PROBLEM TO WORK ON
All lines from the one with "Query: vaulted ceiling" onward, through the last line of the records below, are to be retyped word for word.

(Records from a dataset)
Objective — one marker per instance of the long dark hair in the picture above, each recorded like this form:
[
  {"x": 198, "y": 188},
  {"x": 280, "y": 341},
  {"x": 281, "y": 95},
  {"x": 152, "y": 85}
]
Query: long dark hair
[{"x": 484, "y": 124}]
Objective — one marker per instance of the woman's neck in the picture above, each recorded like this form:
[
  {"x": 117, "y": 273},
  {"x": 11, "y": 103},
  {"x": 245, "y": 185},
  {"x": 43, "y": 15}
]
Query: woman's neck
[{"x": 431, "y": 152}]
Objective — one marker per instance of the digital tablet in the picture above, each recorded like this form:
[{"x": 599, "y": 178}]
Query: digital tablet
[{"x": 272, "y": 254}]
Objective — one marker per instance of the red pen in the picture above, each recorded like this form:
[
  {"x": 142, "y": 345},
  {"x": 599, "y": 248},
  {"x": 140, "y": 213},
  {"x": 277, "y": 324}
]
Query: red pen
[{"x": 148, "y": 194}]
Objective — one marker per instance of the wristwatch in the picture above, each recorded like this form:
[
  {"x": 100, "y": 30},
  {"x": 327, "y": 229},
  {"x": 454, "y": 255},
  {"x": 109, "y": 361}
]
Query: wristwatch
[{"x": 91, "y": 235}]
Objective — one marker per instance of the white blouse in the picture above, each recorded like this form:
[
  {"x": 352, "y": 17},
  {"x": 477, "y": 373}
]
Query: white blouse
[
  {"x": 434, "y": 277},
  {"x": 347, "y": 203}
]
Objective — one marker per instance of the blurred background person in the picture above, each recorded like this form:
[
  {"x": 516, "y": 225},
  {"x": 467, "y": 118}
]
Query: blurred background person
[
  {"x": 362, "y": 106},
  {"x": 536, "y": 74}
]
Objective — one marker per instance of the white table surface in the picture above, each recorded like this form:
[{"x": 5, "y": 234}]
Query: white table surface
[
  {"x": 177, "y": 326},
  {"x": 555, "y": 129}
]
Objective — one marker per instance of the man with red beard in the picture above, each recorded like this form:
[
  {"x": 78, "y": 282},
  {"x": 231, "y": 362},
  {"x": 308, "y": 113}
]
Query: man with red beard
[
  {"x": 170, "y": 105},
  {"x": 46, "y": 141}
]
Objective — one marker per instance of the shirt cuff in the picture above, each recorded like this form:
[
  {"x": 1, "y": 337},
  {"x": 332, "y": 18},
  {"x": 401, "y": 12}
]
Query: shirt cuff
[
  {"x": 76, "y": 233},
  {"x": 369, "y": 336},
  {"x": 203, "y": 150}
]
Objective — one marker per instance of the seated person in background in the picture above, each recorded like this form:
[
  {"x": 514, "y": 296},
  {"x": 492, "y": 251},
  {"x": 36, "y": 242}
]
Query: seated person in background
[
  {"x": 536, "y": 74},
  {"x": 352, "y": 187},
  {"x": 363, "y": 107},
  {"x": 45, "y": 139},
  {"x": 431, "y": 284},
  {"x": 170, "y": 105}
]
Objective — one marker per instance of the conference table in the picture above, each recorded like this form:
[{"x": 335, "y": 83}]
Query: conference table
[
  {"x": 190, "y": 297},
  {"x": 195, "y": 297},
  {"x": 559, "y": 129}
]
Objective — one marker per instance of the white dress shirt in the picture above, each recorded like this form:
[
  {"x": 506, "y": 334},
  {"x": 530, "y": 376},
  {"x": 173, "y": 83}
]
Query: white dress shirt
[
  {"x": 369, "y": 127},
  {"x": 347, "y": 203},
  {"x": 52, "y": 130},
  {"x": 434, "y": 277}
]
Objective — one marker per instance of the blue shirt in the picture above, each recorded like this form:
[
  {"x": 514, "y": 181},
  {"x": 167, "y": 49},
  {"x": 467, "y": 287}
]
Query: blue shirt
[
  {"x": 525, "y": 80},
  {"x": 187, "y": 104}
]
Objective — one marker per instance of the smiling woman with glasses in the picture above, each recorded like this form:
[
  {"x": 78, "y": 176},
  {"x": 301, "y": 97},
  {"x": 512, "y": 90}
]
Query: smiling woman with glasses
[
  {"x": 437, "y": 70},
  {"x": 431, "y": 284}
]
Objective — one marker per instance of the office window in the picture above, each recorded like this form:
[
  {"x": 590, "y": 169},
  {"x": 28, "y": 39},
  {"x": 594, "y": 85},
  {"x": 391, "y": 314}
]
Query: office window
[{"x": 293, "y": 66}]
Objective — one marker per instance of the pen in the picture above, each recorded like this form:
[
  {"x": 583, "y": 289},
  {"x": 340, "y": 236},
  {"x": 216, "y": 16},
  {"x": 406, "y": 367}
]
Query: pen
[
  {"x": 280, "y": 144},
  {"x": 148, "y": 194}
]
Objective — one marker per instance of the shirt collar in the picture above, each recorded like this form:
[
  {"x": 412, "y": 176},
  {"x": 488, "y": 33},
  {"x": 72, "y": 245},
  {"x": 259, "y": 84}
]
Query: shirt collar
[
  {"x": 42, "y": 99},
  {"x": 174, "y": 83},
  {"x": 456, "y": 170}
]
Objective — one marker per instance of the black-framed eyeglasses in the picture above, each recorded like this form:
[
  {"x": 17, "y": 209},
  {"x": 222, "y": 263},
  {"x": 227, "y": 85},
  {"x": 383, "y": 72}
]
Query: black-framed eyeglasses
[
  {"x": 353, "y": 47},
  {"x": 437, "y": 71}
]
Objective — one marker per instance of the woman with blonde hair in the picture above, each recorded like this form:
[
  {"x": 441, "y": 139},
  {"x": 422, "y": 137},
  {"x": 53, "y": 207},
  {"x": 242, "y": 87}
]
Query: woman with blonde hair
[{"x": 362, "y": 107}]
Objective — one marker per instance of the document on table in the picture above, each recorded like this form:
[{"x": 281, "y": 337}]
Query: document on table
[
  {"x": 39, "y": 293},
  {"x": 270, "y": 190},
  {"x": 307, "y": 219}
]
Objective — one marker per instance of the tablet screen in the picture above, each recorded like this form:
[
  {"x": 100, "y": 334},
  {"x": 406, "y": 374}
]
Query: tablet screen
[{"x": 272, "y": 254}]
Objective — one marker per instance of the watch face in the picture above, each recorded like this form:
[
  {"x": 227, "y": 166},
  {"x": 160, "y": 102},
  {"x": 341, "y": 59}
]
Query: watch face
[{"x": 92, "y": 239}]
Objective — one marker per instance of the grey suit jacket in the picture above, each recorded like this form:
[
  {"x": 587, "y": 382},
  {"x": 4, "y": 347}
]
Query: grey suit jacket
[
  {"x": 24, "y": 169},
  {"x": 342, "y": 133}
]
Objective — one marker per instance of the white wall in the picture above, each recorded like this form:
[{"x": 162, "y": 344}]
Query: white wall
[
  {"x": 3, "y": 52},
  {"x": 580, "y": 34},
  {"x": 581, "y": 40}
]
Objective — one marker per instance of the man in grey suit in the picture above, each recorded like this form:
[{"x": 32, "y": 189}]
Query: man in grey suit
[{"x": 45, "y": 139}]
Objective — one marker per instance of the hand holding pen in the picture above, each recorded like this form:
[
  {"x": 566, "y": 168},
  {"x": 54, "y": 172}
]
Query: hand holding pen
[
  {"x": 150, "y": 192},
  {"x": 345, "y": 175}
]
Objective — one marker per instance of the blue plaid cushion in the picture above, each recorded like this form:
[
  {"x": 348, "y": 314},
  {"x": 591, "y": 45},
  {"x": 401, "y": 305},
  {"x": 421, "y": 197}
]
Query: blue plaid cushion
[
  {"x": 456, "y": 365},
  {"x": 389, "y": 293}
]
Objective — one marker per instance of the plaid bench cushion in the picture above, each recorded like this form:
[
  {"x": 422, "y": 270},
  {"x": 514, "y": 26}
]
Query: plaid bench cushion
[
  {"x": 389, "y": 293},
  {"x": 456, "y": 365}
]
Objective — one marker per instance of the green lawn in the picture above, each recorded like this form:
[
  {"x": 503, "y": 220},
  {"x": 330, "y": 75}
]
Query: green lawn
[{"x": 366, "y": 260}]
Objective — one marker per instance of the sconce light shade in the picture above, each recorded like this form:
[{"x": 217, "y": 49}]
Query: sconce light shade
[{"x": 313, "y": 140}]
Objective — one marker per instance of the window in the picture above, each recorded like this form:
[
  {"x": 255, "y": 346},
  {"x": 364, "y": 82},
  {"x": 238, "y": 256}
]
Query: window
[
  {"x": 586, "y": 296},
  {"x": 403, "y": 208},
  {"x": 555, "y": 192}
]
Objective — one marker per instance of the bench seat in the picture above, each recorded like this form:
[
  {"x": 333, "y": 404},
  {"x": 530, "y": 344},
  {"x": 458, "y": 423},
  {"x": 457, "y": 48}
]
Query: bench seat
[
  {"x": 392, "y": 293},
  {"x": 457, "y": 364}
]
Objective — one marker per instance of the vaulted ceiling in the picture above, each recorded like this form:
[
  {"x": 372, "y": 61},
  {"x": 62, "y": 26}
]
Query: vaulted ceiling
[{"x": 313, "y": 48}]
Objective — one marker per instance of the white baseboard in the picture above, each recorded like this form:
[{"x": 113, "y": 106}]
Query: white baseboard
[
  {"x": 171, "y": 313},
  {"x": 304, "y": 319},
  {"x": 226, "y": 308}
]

SOLUTION BELOW
Query: vaulted ceiling
[{"x": 313, "y": 48}]
Objective — one marker per instance of the white baseboard in the picture above, each recorded like this form:
[{"x": 113, "y": 106}]
Query: white baseboard
[
  {"x": 171, "y": 313},
  {"x": 304, "y": 319},
  {"x": 226, "y": 308}
]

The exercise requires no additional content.